Rewrite all the entries below, replacing "Pick out" with "Mark" everywhere and leaving everything else the same.

### Working data:

^^^^^^^^

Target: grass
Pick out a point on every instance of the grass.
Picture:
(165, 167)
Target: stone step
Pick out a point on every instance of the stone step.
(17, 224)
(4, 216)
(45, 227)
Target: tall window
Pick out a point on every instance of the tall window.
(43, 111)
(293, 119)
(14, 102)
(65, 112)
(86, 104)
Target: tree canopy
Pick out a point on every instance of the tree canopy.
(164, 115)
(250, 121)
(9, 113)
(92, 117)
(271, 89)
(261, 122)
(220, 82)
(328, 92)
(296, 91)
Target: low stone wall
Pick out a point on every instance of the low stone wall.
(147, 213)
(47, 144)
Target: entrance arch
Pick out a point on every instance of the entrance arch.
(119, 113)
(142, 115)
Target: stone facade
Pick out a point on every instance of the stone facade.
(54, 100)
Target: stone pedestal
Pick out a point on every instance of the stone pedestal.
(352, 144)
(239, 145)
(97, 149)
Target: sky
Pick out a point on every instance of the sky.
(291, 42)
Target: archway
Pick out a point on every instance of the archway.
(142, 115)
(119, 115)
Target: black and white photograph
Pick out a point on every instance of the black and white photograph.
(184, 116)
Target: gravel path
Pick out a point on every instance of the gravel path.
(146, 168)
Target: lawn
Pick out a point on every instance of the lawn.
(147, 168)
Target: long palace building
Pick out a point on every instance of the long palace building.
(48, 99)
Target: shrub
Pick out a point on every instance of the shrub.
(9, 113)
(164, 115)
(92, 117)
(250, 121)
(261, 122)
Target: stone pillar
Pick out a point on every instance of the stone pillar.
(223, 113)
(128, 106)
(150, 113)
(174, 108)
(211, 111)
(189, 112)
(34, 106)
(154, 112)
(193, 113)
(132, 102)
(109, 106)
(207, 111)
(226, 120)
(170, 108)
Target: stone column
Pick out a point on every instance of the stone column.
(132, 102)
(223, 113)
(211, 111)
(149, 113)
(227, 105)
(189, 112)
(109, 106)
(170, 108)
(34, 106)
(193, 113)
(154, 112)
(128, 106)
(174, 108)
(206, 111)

^^^^^^^^

### Response:
Target: grass
Mark a point on every instance of the grass.
Picture:
(165, 167)
Target: stone step
Mark a point on every instance of the stone step.
(17, 224)
(4, 216)
(45, 227)
Target: tall window
Mark a point on every instance of the tall window.
(43, 111)
(293, 119)
(14, 102)
(65, 112)
(86, 104)
Target: tree canopy
Mark a point on every instance of the tree canopy.
(164, 115)
(250, 121)
(9, 113)
(92, 117)
(271, 89)
(261, 122)
(220, 82)
(328, 92)
(296, 91)
Target: low stone wall
Mark a point on every instance of the low stone wall.
(147, 213)
(47, 144)
Target: entrance arch
Mark a point on every instance of the entrance arch.
(119, 113)
(142, 115)
Target: stone facade
Mark a point on every instance of the stone facade.
(54, 100)
Target: stone pedestal
Mark a point on every instance of the stone pedestal.
(352, 144)
(239, 145)
(97, 149)
Target: sky
Mark a point on every instance of the sky.
(291, 42)
Target: archway
Mark a point on every instance of the archway.
(142, 115)
(119, 115)
Target: black and white photograph
Mark a point on every instance of the black and white photograph.
(184, 116)
Target: gravel path
Mark a point on every instance of the gravel path.
(146, 168)
Target: lawn
Mark a point on every instance of the lawn.
(147, 168)
Target: long palace building
Mark a point on every instance of the long palace building.
(48, 99)
Target: shrub
Mark a point on every instance of the shrub.
(9, 113)
(164, 115)
(92, 117)
(250, 121)
(261, 122)
Target: stone pillar
Mark a point on every instance of the stone pillar.
(223, 113)
(128, 106)
(150, 113)
(174, 108)
(211, 111)
(189, 112)
(34, 106)
(154, 112)
(193, 113)
(132, 102)
(109, 106)
(207, 111)
(226, 120)
(170, 108)
Target: stone column
Mark a point on every instance of the stone column.
(132, 102)
(223, 113)
(211, 111)
(149, 113)
(227, 105)
(189, 112)
(109, 106)
(170, 108)
(34, 106)
(193, 113)
(154, 112)
(128, 106)
(174, 108)
(206, 111)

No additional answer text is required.